READING PASSAGE:
In the 1970s, there was a general air of defeat in this country: what was our national identity, if indeed we still had one, and would we have to simply settle for “managed decline”, as the phrase had it? Great Britain had ceased to feel so great. Then along came Margaret Thatcher.
In a sense, the Church has suffered a similar crisis: once triumphal and magnificently self-assured, it seems to have lost its grip on its core mission, to save souls, and become apologetic, mired in scandals and over-zealous in its ecumenical outreach. If you feel a sense of hopelessness, like the two travellers to Emmaus, you should read Heroism and Genius by William Slattery (Ignatius Press, 300pp, £15).

WORK TO COMPLETE:
#1 Transcribe the passage on Britain and the Church between "In the 1970s, there" and "Press, 300pp, £15).", inclusive.
#2 Answer these questions about the passage on Britain and the Church:
(a) Who came along after the air of defeat in the 1970s?
(b) What does the passage name as the Church's core mission?
(c) Which press published Heroism and Genius?

AVAILABLE DATA:
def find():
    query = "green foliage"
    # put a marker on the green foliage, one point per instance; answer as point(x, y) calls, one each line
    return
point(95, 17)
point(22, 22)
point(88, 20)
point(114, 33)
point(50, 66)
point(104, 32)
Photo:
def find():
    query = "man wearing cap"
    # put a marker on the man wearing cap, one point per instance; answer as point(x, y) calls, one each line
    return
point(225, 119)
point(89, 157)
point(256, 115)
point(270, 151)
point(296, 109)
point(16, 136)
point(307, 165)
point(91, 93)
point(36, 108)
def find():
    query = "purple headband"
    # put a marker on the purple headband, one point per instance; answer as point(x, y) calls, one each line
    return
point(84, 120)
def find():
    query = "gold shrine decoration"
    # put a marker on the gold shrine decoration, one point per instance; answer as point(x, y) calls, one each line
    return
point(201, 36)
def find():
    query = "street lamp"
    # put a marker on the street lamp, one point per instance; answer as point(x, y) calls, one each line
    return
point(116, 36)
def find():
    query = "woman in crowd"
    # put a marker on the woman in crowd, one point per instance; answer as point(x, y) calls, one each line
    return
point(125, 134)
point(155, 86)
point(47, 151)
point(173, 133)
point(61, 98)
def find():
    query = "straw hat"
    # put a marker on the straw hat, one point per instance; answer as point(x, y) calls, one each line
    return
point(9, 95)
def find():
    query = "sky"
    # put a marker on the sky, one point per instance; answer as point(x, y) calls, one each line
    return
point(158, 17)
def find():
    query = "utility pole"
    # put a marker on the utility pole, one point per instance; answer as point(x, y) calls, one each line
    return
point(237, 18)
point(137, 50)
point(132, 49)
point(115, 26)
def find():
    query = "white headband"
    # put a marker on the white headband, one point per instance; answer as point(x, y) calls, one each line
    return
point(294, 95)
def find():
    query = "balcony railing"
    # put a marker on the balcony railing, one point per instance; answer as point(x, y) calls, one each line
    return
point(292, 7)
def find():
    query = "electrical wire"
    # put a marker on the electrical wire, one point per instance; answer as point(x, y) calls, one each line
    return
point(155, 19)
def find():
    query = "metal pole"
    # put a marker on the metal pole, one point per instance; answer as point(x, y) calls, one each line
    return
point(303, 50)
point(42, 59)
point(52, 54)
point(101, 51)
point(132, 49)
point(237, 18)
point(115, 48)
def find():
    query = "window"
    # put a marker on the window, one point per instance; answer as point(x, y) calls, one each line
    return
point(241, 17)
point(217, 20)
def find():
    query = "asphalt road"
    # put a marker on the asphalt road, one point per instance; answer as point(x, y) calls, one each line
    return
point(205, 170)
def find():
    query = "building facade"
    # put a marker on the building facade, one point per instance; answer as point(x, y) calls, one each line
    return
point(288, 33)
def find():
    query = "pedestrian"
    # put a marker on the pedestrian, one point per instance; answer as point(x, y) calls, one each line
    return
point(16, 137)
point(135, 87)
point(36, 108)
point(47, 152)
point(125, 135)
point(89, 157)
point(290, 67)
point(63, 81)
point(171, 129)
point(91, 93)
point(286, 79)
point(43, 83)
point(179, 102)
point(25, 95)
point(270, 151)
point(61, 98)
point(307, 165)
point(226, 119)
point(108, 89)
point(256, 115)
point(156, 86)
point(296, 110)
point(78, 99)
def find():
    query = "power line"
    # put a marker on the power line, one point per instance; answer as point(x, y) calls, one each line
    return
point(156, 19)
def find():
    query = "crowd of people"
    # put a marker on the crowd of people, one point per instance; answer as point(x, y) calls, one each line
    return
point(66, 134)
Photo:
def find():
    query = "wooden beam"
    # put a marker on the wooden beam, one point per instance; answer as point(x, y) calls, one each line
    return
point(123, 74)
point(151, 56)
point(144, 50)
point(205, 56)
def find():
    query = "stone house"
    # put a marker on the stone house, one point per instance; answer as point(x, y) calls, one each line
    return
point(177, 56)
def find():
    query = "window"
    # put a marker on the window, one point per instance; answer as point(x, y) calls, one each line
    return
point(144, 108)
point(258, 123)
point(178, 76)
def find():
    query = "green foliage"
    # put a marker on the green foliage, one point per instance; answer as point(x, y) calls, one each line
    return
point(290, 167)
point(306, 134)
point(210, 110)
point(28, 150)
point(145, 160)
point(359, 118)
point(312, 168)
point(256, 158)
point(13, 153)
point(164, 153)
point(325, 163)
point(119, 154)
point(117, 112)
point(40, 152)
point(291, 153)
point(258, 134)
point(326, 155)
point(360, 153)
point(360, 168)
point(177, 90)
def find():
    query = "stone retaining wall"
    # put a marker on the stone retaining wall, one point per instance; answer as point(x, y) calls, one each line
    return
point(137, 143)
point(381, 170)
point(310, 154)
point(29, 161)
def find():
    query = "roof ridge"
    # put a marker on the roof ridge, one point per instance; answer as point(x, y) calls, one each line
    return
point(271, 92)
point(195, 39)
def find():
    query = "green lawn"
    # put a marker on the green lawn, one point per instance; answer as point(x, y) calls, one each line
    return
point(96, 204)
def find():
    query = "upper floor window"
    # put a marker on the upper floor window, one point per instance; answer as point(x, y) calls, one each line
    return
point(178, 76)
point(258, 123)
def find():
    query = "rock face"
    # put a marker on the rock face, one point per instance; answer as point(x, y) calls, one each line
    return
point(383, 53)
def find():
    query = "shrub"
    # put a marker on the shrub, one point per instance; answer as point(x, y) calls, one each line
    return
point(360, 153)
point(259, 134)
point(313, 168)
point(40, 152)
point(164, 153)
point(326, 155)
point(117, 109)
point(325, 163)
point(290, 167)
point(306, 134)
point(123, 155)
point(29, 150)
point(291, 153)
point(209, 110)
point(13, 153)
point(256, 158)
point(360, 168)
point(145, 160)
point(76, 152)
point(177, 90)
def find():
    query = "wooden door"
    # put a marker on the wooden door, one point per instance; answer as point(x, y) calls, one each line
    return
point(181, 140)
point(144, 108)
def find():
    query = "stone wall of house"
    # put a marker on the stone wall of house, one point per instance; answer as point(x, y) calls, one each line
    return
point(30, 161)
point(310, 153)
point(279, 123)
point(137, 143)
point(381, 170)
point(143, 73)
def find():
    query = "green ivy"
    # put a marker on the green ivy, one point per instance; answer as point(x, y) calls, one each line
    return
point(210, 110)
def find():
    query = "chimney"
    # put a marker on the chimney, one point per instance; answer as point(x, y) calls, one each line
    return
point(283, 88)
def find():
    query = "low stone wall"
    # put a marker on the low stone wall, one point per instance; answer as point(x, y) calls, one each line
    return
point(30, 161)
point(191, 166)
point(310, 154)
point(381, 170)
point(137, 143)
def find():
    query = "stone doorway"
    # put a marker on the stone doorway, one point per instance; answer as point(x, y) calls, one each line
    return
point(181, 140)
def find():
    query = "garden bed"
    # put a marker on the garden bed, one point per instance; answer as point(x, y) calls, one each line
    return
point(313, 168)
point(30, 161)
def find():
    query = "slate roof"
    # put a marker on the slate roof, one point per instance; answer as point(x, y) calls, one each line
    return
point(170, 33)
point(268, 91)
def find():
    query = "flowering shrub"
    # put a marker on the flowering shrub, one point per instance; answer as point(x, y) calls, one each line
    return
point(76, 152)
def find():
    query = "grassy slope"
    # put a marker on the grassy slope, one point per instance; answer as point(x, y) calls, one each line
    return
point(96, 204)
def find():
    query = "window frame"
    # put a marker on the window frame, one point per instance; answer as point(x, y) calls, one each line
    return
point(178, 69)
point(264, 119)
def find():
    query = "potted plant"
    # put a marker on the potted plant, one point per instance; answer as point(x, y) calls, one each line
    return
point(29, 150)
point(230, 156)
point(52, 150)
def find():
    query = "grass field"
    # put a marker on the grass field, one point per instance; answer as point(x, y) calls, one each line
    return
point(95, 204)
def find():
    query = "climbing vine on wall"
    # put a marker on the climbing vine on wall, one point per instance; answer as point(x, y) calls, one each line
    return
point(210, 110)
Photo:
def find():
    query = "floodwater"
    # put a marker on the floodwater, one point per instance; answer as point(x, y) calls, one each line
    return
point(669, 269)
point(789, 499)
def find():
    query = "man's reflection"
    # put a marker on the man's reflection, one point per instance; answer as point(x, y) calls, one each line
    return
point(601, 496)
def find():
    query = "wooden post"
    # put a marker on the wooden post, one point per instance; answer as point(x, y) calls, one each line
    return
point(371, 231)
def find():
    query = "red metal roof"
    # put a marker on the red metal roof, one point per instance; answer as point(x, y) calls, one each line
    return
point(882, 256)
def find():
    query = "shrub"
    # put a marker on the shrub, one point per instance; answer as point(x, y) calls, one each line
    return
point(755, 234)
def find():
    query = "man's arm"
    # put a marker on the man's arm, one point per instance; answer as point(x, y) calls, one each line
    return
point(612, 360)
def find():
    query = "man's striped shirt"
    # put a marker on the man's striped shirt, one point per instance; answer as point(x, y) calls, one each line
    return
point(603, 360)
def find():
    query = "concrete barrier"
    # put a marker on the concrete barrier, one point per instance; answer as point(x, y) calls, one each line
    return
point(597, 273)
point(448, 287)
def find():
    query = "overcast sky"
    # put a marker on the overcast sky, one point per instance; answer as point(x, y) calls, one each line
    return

RESULTS:
#1
In the 1970s, there was a general air of defeat in this country: what was our national identity, if indeed we still had one, and would we have to simply settle for “managed decline”, as the phrase had it? Great Britain had ceased to feel so great. Then along came Margaret Thatcher.
In a sense, the Church has suffered a similar crisis: once triumphal and magnificently self-assured, it seems to have lost its grip on its core mission, to save souls, and become apologetic, mired in scandals and over-zealous in its ecumenical outreach. If you feel a sense of hopelessness, like the two travellers to Emmaus, you should read Heroism and Genius by William Slattery (Ignatius Press, 300pp, £15).

#2
(a) Margaret Thatcher
(b) To save souls
(c) Ignatius Press